## Written request
Return the lines of the items below as a JSON list of strings, one string per line and no blank lines, from the line with "the beach and" up to and including the line with "[378,139,500,213]". Include only those lines.

--------

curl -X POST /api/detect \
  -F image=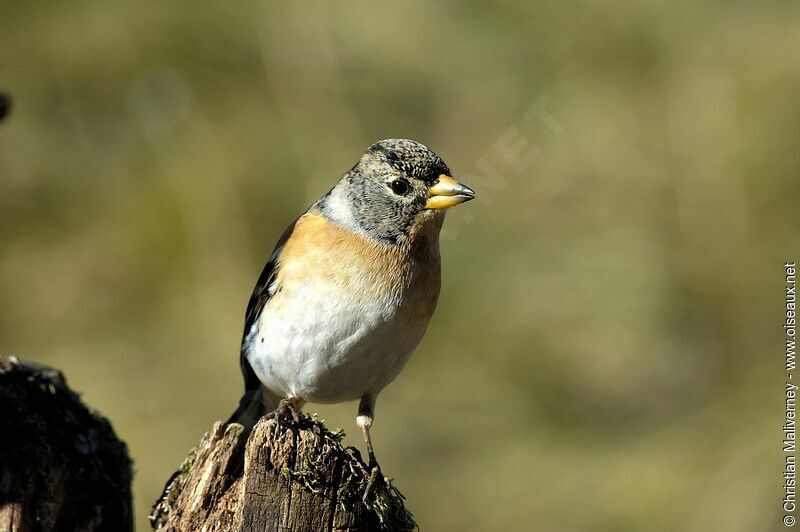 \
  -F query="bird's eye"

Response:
[391,179,409,196]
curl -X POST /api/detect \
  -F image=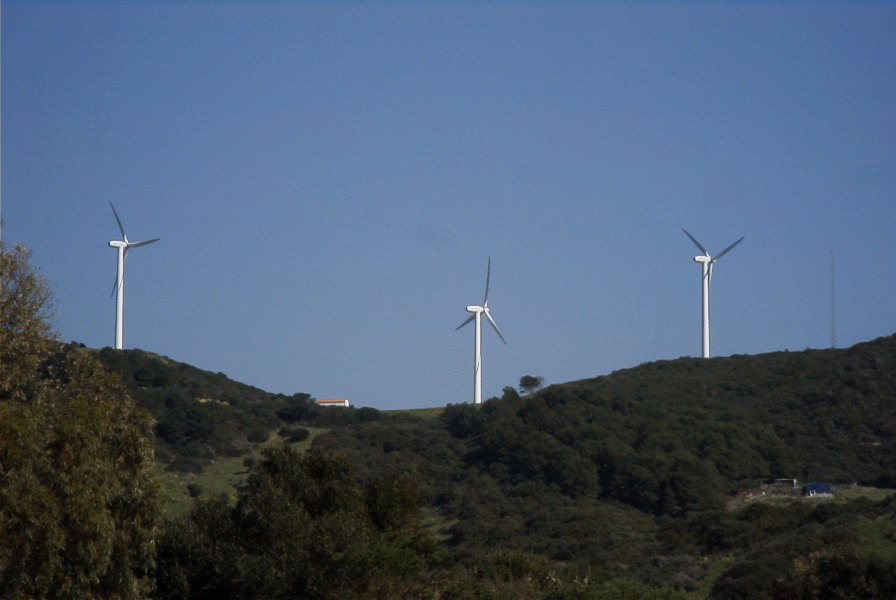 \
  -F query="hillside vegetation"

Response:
[100,336,896,599]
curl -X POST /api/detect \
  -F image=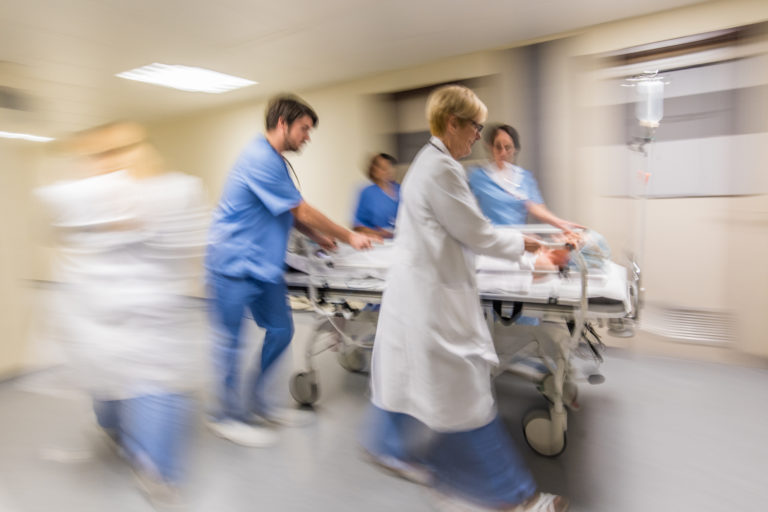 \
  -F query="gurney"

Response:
[285,225,641,456]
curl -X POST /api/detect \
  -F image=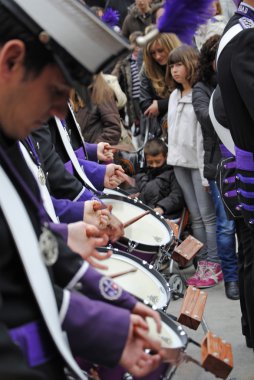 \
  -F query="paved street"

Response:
[165,268,254,380]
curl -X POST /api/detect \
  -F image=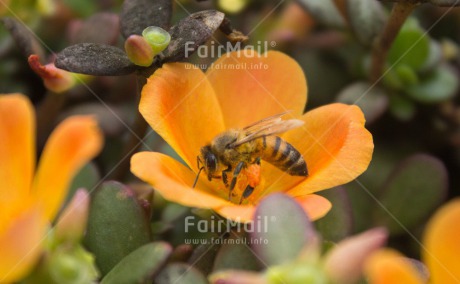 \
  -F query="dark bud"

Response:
[0,17,45,58]
[55,43,137,76]
[164,10,225,62]
[70,13,120,45]
[219,17,249,42]
[120,0,172,38]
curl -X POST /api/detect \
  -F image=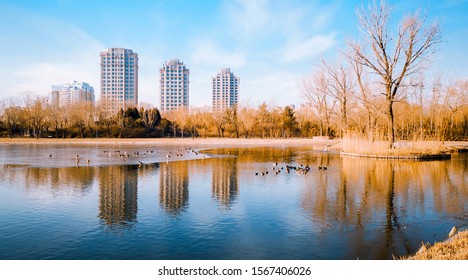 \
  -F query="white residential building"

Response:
[211,68,240,111]
[51,81,94,107]
[159,59,190,111]
[100,48,138,113]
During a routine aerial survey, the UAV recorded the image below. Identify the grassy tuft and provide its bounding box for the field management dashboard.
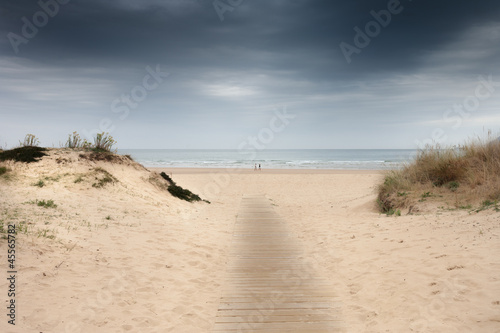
[36,200,57,208]
[19,134,40,147]
[160,172,210,203]
[377,136,500,213]
[91,132,116,152]
[92,168,118,188]
[33,179,45,188]
[65,132,88,149]
[0,146,47,163]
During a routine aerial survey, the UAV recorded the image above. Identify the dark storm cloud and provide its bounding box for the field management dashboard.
[0,0,500,148]
[1,0,500,77]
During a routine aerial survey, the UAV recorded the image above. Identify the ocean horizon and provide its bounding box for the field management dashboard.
[118,149,417,170]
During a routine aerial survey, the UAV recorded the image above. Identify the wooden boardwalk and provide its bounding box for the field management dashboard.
[212,196,343,333]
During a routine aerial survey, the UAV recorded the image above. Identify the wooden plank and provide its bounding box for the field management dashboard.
[212,196,343,333]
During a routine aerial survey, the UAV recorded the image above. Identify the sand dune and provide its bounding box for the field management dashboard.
[0,150,500,332]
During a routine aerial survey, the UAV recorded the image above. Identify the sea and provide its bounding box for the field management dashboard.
[118,149,416,170]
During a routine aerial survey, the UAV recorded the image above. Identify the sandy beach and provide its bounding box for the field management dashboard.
[0,151,500,332]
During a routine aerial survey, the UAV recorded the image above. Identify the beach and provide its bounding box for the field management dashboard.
[0,152,500,332]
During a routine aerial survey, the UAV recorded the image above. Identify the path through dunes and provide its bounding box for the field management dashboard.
[213,196,341,333]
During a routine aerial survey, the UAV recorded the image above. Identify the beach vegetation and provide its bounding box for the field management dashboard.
[90,132,116,153]
[33,179,45,188]
[19,134,40,147]
[34,200,57,208]
[92,168,118,188]
[0,146,47,163]
[377,134,500,213]
[160,172,210,203]
[65,131,85,149]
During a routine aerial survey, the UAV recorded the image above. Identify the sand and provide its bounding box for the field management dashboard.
[0,151,500,333]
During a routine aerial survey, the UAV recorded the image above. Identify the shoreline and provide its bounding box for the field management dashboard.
[146,167,387,175]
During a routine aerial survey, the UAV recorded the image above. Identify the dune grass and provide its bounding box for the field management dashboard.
[0,146,47,163]
[377,139,500,213]
[160,172,210,203]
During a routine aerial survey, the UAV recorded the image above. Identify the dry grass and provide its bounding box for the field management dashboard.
[378,139,500,213]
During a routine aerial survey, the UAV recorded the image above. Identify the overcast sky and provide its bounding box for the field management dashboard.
[0,0,500,149]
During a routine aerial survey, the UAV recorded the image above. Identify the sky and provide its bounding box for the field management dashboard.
[0,0,500,149]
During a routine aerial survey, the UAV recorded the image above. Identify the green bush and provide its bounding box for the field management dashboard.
[36,200,57,208]
[160,172,210,203]
[19,134,40,147]
[0,146,47,163]
[91,132,116,152]
[66,132,86,149]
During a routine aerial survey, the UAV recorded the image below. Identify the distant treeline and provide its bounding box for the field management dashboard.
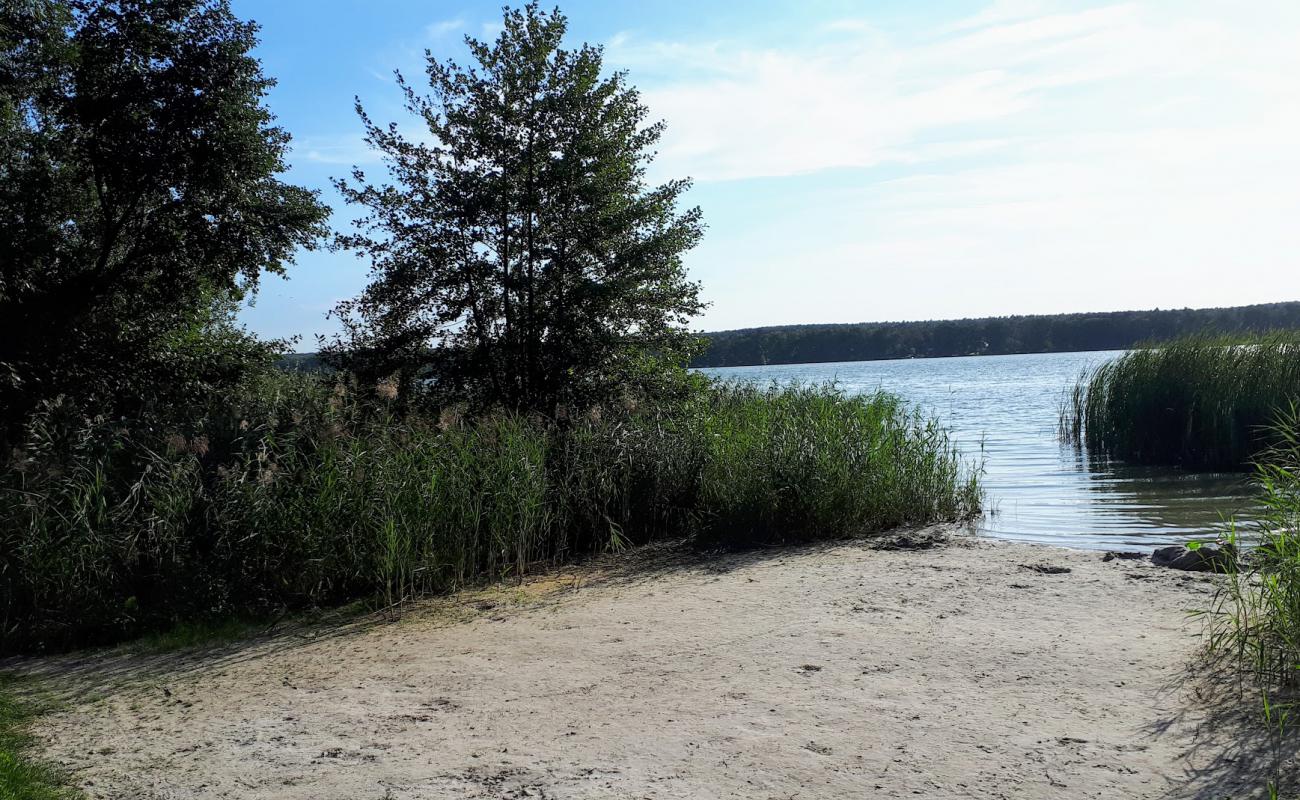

--------

## Full output
[
  "During a routine aerial survey, the UAV recorded the image above. Identify the beach and provide its bounding box for the field management dashboard.",
  "[0,152,500,332]",
  "During a routine aerial survey, the UAV recorded the image above. Identify the path through dunes and provide its bounding box for the field management dashboard.",
  "[213,196,341,333]",
  "During a routine aerial survey, the UAV recorded the image above. Identify the beach vegetation and provide its bounding box for the field management dashboard.",
  "[90,132,116,153]",
  "[33,179,45,188]",
  "[19,134,40,147]",
  "[34,200,57,208]",
  "[92,168,118,188]",
  "[0,146,47,163]",
  "[377,134,500,213]",
  "[160,172,210,203]",
  "[65,131,85,149]",
  "During a routine aerial survey, the UAV recorded the image above. Identify the sand and provide its bounding box for the field management dashboard.",
  "[0,151,500,333]",
  "During a routine aerial survey, the UAV recorded the image above. Identify the shoreline and provide its bounding box for the field management dashboard.",
  "[146,167,387,175]",
  "During a routine aerial survey, the UAV recorded the image above. Identify the dune grass and provide its bounding box for the field management dashboard.",
  "[0,146,47,163]",
  "[377,139,500,213]",
  "[160,172,210,203]",
  "During a routine aerial survey, the UAV recorded the image above. Identify the dry grass and provide its bounding box for the field management dashboard.",
  "[378,139,500,213]"
]